ЗАДАНИЕ A:
Почему, согласно отрывку, отечественные переводы эпиграмм немецких поэтов часто напоминают стиль С.Я. Маршака или журнала «Крокодил»? Ответьте в одном–трех предложениях.
ЗАДАНИЕ B:
Перепишите из отрывка слово в слово фрагмент, который начинается со слов «Что бог – не» и заканчивается словами «себе его храня.».
───── ПРИВЕДЁННЫЙ ОТРЫВОК
Нужду смягчает сон, – смерть снимет это бремя» [Гинзбург Л.В., c. 136].

Та же закономерность построения имеет место и в других стихотворных изречениях автора, известных читателю в переводах Л.В. Гинзбурга:

«Ты смотришь в небеса? Иль ты забыл о том,

Что бог – не в небесах, а здесь, в тебе самом?» [Гинзбург Л.В., с. 116].

«Нет в мире ничего чудесней человека:

В нем бог и сатана соседствуют от века» [Гинзбург Л.В., с. 113].

«Бог жив, пока я жив, в себе его храня.

Я без него ничто, но что он без меня ?!» [Гинзбург Л.В., с. 121].

«Неутомимо то, что Господом зовут:

Его покой – в труде, в его покое – труд» [Гинзбург Л.В., с. 134].

В эпоху Просвещения, с ее отрицанием барокко и его риторики, утверждавшей приоритет рационализма, поэтика эпиграммы вернулась к ренессансному дискурсивному канону, который и продолжил свое существование в последовавшую эпоху романтизма, сохранившись вплоть до наших дней [Lessing G.E., s. 198]. Что касается традиции перевода барочных эпиграмм в российской литературе в целом, то она, как правило, не признает риторической специфики, идя прямиком к ренессансной эпиграмме, лишенной композиционной сложности произведений XVII в. и воспринимающей пуант как банальную остроту или даже каламбур [Доронин Ю.В., с. 186]. В силу этого «переводы» эпиграмм немецких, равно как и других западных поэтов, созданные отечественными мастерами слова, зачастую приближены либо к стилю С.Я. Маршака (в лучшем случае), либо к стилю «ширпотребного» российского сатирического журнала «Крокодил», популярного в 1970-1980-е гг. прошлого столетия. Таковы, к примеру, переводы эпиграммы Ф. фон Логау «Kriegen», выполненные одним из «крокодиль-ских» авторов, поэтом-сатириком Н. Я. Энтелисом (1927–2017), а также стихотворения М.Д. Омайса «Welt, gute Nacht!», сделанные известным советским и российским поэтом, писателем Д.И. Хармсом:

Kriegen

Schlechte Kunst ist Krieg erwecken:

Schwere Last ist/ Krieg erstrecken:

Grosse Kunst ist/ Krieg erstecken [Logau F. von, s. 143].
──────────
───── ДАННЫЕ СТРОКИ
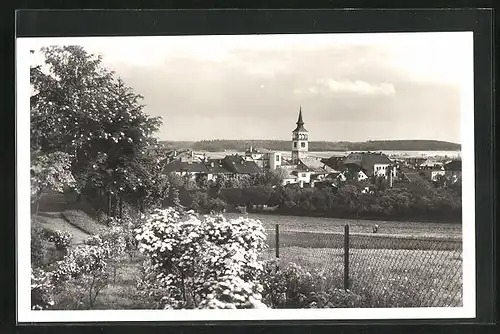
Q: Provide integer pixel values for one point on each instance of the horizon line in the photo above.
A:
(324, 141)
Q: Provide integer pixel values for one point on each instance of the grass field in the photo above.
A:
(336, 225)
(390, 278)
(406, 264)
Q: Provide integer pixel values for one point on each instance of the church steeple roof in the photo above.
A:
(300, 123)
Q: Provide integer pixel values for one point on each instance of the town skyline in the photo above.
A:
(351, 87)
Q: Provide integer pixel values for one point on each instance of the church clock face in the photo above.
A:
(300, 139)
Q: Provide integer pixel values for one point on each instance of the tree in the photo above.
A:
(50, 171)
(81, 108)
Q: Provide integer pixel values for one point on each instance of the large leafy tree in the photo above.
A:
(81, 108)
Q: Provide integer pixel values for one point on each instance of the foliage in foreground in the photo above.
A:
(76, 280)
(209, 263)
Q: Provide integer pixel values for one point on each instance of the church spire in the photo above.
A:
(300, 122)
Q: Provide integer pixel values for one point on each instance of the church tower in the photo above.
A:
(300, 139)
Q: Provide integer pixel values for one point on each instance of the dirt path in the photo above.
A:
(53, 221)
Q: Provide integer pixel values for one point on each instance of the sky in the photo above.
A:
(351, 87)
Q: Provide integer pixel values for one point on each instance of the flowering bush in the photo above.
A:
(122, 233)
(61, 239)
(85, 267)
(41, 289)
(291, 286)
(38, 245)
(193, 263)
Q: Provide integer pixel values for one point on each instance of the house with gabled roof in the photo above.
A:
(237, 164)
(371, 164)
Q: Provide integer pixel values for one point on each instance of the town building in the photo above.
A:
(370, 164)
(264, 158)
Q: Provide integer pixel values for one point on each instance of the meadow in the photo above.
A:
(406, 266)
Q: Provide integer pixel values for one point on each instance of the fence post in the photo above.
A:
(277, 235)
(346, 257)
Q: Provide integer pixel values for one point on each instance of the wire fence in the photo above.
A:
(387, 269)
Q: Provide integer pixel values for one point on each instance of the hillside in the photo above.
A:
(283, 145)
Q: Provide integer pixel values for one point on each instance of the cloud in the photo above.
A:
(357, 87)
(328, 86)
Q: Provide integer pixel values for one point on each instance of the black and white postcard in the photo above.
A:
(246, 177)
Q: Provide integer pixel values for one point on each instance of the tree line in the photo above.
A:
(284, 145)
(368, 199)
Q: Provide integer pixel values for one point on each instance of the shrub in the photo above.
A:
(41, 289)
(38, 246)
(291, 286)
(201, 264)
(85, 270)
(61, 239)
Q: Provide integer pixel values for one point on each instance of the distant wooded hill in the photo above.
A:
(283, 145)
──────────
ИТОГОВЫЙ ОТВЕТ A:
Российская традиция перевода барочных эпиграмм, как правило, не признает их риторической специфики. Она сразу обращается к ренессансной эпиграмме, лишенной композиционной сложности произведений XVII в., и воспринимает пуант как банальную остроту или даже каламбур.

ИТОГОВЫЙ ОТВЕТ B:
Что бог – не в небесах, а здесь, в тебе самом?» [Гинзбург Л.В., с. 116].

«Нет в мире ничего чудесней человека:

В нем бог и сатана соседствуют от века» [Гинзбург Л.В., с. 113].

«Бог жив, пока я жив, в себе его храня.